TO DO:
Keeping every word and mark, copy all of the data.
******************************
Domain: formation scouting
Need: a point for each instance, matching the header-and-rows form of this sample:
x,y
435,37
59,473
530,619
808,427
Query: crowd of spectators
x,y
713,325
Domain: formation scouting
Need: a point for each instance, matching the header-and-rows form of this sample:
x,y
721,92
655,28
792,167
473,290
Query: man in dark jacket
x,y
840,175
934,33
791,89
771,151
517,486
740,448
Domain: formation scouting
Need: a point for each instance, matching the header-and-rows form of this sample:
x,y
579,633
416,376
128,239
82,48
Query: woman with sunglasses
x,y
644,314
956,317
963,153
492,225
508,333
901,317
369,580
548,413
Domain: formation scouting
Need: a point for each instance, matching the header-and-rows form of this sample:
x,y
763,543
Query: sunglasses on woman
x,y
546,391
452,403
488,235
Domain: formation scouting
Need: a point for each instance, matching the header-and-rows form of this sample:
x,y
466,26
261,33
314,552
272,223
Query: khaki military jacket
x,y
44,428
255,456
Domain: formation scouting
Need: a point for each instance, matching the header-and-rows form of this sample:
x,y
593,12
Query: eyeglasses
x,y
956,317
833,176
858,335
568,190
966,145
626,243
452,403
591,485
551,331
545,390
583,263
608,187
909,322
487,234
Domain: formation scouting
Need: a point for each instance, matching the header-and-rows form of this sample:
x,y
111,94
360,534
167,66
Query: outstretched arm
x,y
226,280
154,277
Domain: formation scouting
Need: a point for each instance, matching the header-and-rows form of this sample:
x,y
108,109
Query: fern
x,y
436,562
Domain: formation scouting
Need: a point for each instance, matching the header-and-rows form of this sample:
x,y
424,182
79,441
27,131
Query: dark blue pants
******************************
OUTPUT OF THE EXERCISE:
Domain: formation scouting
Need: a point for each instance, matching the header-and-rows form of this sample:
x,y
435,37
59,473
530,619
808,427
Query: crowd of spectators
x,y
713,325
Domain: formation scouting
Need: a point for each instance, matching the header-and-rows form of this sample:
x,y
721,92
655,28
792,167
473,290
Query: man in dark jacket
x,y
840,175
934,33
791,89
771,151
517,486
740,448
Domain: formation scouting
Need: a point for each instance, matching the header-and-rows form of this sample:
x,y
579,633
416,376
128,239
82,48
Query: woman with sunglasses
x,y
644,314
956,317
963,153
492,225
508,333
901,317
369,580
548,413
Domain: formation scouting
Need: a point for each instance, matching the header-and-rows form of this sample:
x,y
763,543
Query: sunglasses on woman
x,y
546,391
452,403
488,235
Domain: formation scouting
Need: a point for each instance, matching the header-and-rows form of this sample:
x,y
466,26
261,33
314,552
272,223
Query: khaki military jacket
x,y
44,428
255,456
Domain: formation scouting
Need: a point for each instance, matching the header-and-rows form of this sample:
x,y
593,12
Query: eyeglasses
x,y
956,317
833,176
858,335
568,190
966,145
626,243
452,403
591,485
551,331
545,390
583,263
608,187
909,322
487,234
Domain: formation scouting
Need: a point for each instance, matching the header-and-rows form of this sample:
x,y
111,94
360,534
167,66
Query: outstretched arm
x,y
226,280
154,277
Domain: formation scouting
Need: a point for each instance, matching the header-and-rows form of this sample:
x,y
108,109
Query: fern
x,y
436,562
Domain: formation scouting
Need: a point for each instance, matching the header-and-rows form of this sample:
x,y
424,182
79,441
27,131
Query: dark blue pants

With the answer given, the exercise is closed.